Problem details
Set each entry down exactly as written.

[[ The records, beginning ]]

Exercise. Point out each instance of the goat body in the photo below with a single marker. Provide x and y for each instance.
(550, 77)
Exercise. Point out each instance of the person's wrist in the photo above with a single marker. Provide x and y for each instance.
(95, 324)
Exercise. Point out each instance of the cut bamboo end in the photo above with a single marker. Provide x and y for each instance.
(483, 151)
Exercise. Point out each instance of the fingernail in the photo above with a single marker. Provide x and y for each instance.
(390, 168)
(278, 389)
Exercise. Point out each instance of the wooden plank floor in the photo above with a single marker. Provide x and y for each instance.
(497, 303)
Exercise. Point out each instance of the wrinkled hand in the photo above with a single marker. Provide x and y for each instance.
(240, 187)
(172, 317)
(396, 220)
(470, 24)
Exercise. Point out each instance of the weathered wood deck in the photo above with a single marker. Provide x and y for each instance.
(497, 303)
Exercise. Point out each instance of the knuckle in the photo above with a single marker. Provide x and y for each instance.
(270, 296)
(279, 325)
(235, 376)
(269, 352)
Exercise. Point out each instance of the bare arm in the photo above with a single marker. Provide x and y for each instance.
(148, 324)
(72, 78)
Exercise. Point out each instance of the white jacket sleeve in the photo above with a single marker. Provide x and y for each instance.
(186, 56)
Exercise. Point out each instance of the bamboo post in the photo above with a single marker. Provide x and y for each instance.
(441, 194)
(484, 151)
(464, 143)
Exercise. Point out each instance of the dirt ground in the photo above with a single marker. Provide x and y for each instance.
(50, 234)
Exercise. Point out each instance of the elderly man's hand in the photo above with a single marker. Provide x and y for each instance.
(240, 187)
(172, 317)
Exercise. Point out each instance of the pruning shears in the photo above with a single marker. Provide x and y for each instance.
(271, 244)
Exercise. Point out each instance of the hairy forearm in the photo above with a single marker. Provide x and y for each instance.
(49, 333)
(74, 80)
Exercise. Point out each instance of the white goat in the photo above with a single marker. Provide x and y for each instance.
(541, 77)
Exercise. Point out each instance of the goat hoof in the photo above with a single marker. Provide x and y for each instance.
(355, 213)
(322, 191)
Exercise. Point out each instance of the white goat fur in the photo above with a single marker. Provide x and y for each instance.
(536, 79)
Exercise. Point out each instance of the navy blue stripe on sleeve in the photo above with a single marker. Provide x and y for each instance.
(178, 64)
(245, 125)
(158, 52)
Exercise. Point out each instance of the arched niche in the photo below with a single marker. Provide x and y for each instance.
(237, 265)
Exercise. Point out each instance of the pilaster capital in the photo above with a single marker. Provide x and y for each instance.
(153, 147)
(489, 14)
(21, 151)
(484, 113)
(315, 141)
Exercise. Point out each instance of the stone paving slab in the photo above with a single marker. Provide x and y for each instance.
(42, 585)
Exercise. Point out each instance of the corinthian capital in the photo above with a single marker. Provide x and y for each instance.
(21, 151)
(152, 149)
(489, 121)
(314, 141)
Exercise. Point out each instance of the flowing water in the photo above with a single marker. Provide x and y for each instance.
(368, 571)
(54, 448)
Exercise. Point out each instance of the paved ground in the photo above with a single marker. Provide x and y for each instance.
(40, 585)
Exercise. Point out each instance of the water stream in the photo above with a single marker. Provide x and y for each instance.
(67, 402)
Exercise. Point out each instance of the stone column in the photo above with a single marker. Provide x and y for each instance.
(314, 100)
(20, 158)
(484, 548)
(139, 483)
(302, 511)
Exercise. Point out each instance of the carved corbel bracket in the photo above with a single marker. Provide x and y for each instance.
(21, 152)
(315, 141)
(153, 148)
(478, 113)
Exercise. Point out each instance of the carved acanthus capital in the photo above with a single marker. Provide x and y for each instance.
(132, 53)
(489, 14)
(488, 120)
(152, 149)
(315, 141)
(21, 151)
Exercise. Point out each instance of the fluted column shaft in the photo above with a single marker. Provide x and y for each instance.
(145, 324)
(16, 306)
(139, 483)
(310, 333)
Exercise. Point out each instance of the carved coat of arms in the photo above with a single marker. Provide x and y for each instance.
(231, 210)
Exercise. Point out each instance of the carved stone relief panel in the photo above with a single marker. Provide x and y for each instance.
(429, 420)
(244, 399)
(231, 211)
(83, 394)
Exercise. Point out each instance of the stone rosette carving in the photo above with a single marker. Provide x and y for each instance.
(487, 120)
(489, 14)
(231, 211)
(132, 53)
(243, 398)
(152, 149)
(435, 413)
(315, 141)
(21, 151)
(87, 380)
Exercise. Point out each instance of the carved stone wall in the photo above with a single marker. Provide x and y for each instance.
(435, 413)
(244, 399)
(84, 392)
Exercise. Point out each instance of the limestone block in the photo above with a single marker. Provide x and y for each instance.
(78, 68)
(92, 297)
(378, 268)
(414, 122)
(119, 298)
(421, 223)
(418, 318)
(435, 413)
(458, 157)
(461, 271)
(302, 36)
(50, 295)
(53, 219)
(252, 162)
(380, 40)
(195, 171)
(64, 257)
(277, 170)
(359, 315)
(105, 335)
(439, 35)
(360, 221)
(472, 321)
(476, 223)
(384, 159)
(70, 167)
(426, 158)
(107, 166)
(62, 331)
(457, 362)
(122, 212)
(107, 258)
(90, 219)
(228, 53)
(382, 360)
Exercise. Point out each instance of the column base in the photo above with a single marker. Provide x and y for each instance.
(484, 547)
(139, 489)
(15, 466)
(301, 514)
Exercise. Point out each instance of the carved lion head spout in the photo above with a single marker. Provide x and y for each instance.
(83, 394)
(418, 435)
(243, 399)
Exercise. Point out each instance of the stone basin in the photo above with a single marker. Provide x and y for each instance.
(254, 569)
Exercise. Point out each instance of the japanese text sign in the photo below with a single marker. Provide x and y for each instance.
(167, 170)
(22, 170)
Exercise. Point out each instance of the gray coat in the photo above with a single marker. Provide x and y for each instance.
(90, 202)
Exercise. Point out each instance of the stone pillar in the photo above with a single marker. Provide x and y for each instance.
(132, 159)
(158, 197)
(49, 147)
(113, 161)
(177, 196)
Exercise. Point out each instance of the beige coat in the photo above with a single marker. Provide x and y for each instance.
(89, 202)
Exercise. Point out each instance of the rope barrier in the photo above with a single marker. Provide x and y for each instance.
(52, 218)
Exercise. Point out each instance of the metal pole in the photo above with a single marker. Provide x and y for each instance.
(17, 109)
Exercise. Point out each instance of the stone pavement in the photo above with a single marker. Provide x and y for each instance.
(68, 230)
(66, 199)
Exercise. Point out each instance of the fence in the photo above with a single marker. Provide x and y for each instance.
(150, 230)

[[ The records, end ]]

Task output
Exercise. Point out each instance of the goat body in the photo below with a single marker. Provide x and y for each instance.
(550, 77)
Exercise. Point out each instance of the person's wrist in the photo above with a single marker. Provide x and y for each instance.
(95, 324)
Exercise. Point out each instance of the cut bamboo end in the photo above with a single marker. Provide x and y for each instance.
(483, 151)
Exercise. Point out each instance of the fingernail in the photo above with a single marker. Provide x and y for each instance.
(390, 168)
(278, 389)
Exercise. Point out each instance of the wooden plank floor in the photo above with a single marker. Provide x and y for each instance.
(497, 303)
Exercise. Point out each instance of the wrinkled hand in the photo above with a single marker. Provide x and y for each instance.
(240, 187)
(172, 317)
(396, 220)
(470, 24)
Exercise. Point out each instance of the weathered wood deck in the photo above with a single marker. Provide x and y for each instance.
(497, 303)
Exercise. Point out each instance of the knuckle in the photo above with a single marker. Provide x and y for each instance.
(270, 296)
(279, 325)
(235, 376)
(269, 352)
Exercise. Point out each instance of the bare arm in the photo above with a single marker. Provide x and y for each instance.
(148, 324)
(72, 78)
Exercise. Point out each instance of the white jacket sleeve in the photo above with a single marker. Provide x and y for each instance.
(186, 56)
Exercise. Point out each instance of the bamboo post in the photo above with a single marker. Provide x and y for each instance.
(441, 194)
(484, 151)
(464, 143)
Exercise. Point out each instance of the dirt ground in the photo above with a single marker. Provide x and y for each instance.
(50, 234)
Exercise. Point out each instance of the elderly man's hand in the photo above with a single marker. Provide x and y for each instance.
(240, 187)
(172, 317)
Exercise. Point out each instance of the pruning shears in the photo above with a single marker. Provide x and y for each instance.
(271, 244)
Exercise. Point out each instance of the hairy forearm in the photo above with a single marker. Provide x and y for each instance.
(49, 333)
(74, 80)
Exercise. Point out each instance of the white goat in the photo above with a single marker. Provide x and y for each instance.
(541, 77)
Exercise. Point out each instance of the goat hoof in the photo above with a single marker. Provide x and y for each instance.
(355, 213)
(322, 191)
Exercise. Point out each instance of the white goat fur in the photo above with a single marker. Provide x and y for each instance.
(536, 79)
Exercise. Point out each instance of the navy blue stripe on sleeve in the photo above with a single marker. Provide x and y for each instance.
(178, 64)
(245, 125)
(158, 52)
Exercise. Point out each instance of the arched niche in the photo below with a single marker. Provide x and y for each instance.
(237, 265)
Exercise. Point out each instance of the pilaster capital in the photo above with a single marker. Provide x and y for each instance.
(153, 147)
(489, 14)
(21, 151)
(484, 113)
(315, 141)
Exercise. Point out each instance of the stone paving slab in the photo above with a single marker. Provide x and y for each instance.
(42, 585)
Exercise. Point out each instance of the corinthian capital in the photo above with a single marker. Provide x and y for each instance.
(21, 151)
(152, 149)
(489, 121)
(314, 141)
Exercise. Point out each instance of the flowing water in the photo above with a single marker. Provide x and y for each instance.
(368, 571)
(54, 448)
Exercise. Point out each instance of the paved ground in the photo above with a single marker. Provide x and y for each instance.
(40, 585)
Exercise. Point out each instance of the water stream in the photo above with a single marker. Provide x and y for each instance.
(67, 402)
Exercise. Point out each instance of the stone column in the photo above with a single marker. Provide x and y for each instance.
(314, 100)
(20, 158)
(484, 548)
(139, 483)
(302, 511)
Exercise. Point out each instance of the carved corbel bracket in the photo above with a single marker. Provide x and y for each instance.
(21, 152)
(315, 141)
(153, 148)
(478, 113)
Exercise. Point out each instance of the carved acanthus capital in the photo above with a single marker. Provide x and y for each instance.
(132, 53)
(489, 14)
(488, 120)
(152, 149)
(315, 141)
(21, 151)
Exercise. Point out each instance of the fluted column shaft in the photo above with a single marker. Provide x and y for each instance.
(145, 324)
(16, 306)
(139, 483)
(310, 333)
Exercise. Point out each instance of the carved coat of arms in the photo above with a single marker. Provide x and y for each instance.
(231, 210)
Exercise. Point out each instance of the carved stone relief panel in the photo above with a single marker. Provide x and y for each instance.
(429, 420)
(244, 399)
(231, 211)
(83, 394)
Exercise. Point out each instance of the stone rosette carving in the photo above with a single marker. Provide x and y for each instance.
(487, 120)
(489, 14)
(231, 211)
(132, 53)
(243, 398)
(152, 149)
(435, 413)
(315, 141)
(21, 151)
(87, 380)
Exercise. Point out each instance of the carved stone wall in the photo above with a single marker. Provide x and y for each instance.
(435, 413)
(244, 399)
(84, 392)
Exercise. Point out each instance of the limestone block in the photo above with a single marker. Provide x and y for each instance.
(78, 68)
(92, 297)
(378, 268)
(414, 122)
(119, 298)
(421, 223)
(418, 318)
(435, 413)
(458, 157)
(461, 271)
(302, 36)
(50, 295)
(53, 219)
(252, 162)
(380, 40)
(195, 171)
(64, 257)
(277, 170)
(359, 315)
(105, 335)
(439, 35)
(360, 221)
(472, 321)
(476, 223)
(384, 159)
(70, 167)
(426, 158)
(107, 166)
(62, 331)
(457, 362)
(122, 212)
(107, 258)
(90, 219)
(228, 53)
(382, 360)
Exercise. Point out each instance of the column base in the photo above with a single marker. Provide x and y for each instance.
(484, 547)
(139, 489)
(15, 466)
(301, 514)
Exercise. Point out each instance of the carved lion head spout in the photo above with a single marker. Provide x and y for each instance.
(83, 394)
(418, 435)
(243, 399)
Exercise. Point out each instance of the stone basin in the photo above with a single marker. Provide x and y for each instance.
(254, 569)
Exercise. Point out each instance of the japanese text sign in the photo below with a single marker. Provide x and y for each instance.
(167, 170)
(22, 170)
Exercise. Point out each instance of the gray coat in the photo above with a single marker. Provide x and y for each instance.
(90, 202)
Exercise. Point out each instance of the stone pillar in the photo above with a single marker. Provide x and y for each instance.
(132, 159)
(158, 197)
(49, 147)
(113, 161)
(177, 196)
Exercise. Point out each instance of the beige coat in the photo above with a single marker. Provide x and y for each instance.
(89, 202)
Exercise. Point out each instance of the rope barrier in the photo above with a single marker. Provide x and y for each instance.
(52, 218)
Exercise. Point out each instance of the metal pole in the photo above with a single marker. Provide x and y for each instance.
(17, 109)
Exercise. Point out each instance of the stone pavement in the photo above with a single marker. Provide x and y for each instance.
(68, 230)
(66, 199)
Exercise. Point out each instance of the fence in the photo above with a single marker. Provide x and y for each instance.
(150, 230)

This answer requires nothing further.